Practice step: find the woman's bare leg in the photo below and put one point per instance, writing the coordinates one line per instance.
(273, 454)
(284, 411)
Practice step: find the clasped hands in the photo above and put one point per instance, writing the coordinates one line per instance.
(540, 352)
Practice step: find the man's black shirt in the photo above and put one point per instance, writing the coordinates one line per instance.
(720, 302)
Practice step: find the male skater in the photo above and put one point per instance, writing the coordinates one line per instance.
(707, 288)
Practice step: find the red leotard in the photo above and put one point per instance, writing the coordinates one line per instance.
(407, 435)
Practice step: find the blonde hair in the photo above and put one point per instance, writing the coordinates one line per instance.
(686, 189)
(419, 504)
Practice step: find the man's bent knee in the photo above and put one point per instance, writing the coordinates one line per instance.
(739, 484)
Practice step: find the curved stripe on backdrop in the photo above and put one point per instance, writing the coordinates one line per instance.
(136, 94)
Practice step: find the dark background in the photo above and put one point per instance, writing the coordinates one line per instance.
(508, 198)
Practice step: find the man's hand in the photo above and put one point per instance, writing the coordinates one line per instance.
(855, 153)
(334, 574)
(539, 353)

————

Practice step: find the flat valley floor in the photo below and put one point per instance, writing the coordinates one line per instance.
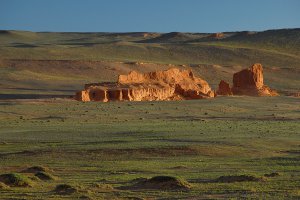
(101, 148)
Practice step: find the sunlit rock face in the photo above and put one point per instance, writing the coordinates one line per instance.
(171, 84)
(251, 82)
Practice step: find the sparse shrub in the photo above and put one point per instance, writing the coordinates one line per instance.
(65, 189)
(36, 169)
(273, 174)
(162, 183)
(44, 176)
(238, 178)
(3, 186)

————

Which of the lines above contain the word "below"? Report each one in full, treating uppercase and lowercase letters as different.

Practice step: find the woman's bare leg in the photo below and put one point per instance, writing the coordinates one line per instance.
Practice step: find the flat valley floor in the photo below and put one point per instance, writing the coordinates one line per instance.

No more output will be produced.